**Task description:** Your output is the line containing "Camera-trap review: tag the patterned" plus all lines after it to the end of the records, reproduced exactly, with nothing else.

**Records shown:**
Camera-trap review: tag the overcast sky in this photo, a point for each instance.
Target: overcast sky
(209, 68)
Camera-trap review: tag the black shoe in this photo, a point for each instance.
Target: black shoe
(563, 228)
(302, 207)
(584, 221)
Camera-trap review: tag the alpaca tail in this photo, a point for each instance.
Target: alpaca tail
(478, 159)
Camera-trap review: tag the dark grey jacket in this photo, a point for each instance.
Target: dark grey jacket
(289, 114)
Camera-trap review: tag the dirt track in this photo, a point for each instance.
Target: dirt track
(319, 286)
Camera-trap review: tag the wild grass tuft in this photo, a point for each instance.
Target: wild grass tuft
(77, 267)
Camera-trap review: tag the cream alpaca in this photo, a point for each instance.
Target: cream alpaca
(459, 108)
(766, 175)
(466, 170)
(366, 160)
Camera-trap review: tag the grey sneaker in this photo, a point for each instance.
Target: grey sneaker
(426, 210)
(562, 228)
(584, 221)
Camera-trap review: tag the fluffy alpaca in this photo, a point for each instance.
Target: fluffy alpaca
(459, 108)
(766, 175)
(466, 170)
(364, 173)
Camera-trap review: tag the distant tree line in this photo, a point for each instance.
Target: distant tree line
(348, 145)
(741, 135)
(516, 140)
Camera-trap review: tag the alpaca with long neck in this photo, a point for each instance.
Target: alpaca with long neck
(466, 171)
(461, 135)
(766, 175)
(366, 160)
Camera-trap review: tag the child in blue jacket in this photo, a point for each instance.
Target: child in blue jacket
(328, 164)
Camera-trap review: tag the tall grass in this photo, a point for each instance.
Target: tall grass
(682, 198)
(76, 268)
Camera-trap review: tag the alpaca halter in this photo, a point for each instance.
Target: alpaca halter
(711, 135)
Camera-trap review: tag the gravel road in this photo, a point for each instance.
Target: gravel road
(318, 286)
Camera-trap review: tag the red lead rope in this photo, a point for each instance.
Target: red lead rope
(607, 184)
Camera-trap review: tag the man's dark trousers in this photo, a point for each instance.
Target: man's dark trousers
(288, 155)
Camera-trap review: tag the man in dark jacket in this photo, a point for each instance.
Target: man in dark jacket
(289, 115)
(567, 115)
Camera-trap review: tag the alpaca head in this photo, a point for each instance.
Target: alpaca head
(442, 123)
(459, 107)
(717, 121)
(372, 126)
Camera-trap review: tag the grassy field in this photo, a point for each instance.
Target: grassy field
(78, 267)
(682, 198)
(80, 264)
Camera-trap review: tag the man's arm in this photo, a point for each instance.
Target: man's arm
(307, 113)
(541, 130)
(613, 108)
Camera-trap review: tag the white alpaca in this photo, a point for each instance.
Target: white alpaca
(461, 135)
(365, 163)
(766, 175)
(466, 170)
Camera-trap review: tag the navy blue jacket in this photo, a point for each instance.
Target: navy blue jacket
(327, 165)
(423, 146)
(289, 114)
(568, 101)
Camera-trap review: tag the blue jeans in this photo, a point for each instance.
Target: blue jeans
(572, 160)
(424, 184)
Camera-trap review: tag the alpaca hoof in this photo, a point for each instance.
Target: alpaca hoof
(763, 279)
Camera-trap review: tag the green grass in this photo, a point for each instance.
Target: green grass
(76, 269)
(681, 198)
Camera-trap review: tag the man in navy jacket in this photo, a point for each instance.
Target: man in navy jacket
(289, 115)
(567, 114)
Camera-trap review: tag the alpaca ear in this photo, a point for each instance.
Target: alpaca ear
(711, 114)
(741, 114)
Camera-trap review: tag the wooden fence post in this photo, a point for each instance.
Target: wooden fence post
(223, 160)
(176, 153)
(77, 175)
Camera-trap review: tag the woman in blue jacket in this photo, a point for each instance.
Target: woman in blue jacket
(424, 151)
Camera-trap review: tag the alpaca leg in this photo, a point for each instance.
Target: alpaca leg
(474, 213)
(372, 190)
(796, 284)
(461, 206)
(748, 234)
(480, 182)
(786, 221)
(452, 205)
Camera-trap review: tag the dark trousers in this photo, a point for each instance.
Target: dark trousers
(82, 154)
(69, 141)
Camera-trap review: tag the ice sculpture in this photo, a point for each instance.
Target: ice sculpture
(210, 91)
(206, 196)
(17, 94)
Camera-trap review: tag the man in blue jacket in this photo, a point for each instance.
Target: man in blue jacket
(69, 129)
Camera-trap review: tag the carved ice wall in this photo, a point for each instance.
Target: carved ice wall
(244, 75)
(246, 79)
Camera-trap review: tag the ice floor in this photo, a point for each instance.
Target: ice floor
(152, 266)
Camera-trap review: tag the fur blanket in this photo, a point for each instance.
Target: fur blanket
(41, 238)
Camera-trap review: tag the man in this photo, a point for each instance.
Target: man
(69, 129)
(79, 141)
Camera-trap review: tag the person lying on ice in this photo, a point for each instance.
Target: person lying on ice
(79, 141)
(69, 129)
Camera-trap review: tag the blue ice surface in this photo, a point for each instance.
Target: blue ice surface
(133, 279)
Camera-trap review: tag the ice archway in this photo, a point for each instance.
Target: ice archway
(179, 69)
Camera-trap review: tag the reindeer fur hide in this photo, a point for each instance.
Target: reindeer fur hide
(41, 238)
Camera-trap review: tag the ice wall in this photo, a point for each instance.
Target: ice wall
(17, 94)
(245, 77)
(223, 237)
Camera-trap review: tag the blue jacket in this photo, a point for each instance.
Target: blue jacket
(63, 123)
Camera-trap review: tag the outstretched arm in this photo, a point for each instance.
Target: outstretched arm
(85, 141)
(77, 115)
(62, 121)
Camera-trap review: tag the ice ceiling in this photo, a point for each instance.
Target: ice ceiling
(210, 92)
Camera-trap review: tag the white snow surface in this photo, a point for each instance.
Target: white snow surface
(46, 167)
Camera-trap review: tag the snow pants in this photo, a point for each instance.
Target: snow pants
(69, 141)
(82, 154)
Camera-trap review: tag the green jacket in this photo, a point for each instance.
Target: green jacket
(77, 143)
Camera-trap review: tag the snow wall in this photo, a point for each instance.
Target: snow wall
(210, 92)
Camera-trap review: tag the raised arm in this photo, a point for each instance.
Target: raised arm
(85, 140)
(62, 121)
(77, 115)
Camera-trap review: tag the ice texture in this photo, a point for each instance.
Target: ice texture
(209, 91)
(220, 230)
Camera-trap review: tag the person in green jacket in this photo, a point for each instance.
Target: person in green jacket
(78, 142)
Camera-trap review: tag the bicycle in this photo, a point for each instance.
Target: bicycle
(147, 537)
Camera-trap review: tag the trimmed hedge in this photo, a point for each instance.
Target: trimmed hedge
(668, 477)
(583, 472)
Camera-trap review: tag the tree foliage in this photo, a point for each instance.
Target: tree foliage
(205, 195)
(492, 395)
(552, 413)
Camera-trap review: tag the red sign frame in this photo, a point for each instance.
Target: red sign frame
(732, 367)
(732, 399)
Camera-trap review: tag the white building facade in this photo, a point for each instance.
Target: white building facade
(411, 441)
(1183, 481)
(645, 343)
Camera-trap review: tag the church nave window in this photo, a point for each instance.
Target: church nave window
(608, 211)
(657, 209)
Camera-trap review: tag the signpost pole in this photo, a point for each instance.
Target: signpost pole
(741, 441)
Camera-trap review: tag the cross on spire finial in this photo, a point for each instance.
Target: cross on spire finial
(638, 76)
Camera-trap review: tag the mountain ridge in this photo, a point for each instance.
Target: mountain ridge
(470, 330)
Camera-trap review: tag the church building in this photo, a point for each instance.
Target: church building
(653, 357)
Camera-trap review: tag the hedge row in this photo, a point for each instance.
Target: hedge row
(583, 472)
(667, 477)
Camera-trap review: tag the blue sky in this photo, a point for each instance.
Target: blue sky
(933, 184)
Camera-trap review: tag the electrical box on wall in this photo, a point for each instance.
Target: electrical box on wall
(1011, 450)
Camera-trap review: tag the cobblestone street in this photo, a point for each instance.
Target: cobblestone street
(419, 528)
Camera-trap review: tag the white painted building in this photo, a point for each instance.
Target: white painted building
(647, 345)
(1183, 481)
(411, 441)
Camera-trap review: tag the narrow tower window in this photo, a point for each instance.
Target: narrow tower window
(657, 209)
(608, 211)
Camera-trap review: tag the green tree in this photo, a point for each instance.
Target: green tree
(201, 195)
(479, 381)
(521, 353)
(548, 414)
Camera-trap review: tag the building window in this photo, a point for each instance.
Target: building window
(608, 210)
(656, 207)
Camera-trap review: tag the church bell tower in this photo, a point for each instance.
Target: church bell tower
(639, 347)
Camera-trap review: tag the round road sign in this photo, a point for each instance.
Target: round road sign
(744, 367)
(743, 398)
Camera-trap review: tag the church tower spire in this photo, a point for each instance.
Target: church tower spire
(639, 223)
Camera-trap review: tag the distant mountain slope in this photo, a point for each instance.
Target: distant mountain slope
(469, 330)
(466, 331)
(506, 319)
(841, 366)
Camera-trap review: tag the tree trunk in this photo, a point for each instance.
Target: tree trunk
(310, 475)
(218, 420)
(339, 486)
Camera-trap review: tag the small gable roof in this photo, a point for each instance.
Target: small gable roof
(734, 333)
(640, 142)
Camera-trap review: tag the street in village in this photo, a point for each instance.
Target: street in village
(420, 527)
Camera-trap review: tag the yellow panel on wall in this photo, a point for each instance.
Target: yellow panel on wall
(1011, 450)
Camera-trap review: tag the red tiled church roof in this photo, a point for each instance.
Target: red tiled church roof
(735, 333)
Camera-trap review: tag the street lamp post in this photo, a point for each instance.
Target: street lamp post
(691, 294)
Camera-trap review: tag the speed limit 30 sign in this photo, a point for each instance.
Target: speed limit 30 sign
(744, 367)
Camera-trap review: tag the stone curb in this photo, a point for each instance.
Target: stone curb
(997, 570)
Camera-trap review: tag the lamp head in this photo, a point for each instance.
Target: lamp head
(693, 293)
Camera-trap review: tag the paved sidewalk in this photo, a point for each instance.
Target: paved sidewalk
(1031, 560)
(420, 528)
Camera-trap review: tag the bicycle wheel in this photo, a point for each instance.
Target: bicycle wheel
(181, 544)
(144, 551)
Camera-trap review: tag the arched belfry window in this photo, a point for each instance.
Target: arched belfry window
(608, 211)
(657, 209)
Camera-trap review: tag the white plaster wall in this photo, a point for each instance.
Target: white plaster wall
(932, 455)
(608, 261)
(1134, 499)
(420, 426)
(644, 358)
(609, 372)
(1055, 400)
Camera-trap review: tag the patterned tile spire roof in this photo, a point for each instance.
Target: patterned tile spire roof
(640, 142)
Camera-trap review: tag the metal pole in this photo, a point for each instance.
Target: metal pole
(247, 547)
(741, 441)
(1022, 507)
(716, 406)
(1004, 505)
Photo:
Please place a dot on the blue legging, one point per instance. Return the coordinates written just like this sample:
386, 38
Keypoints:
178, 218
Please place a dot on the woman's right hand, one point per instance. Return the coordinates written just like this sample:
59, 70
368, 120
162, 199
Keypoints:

**Written solution:**
Camera-trap review: tag the patterned tile spire roof in this photo, a point for each instance.
Target: patterned tile spire roof
(640, 142)
Camera-trap review: tag the metal pole in this photo, a point for each instance.
Target: metal pole
(247, 547)
(741, 441)
(1022, 507)
(716, 406)
(1004, 505)
Photo:
Please place a dot on the blue legging, one point per instance. Return the coordinates written just like this sample:
386, 38
Keypoints:
178, 218
Please place a dot on the woman's right hand, one point per instance. Return the coordinates written just like this sample:
59, 70
368, 120
162, 199
Keypoints:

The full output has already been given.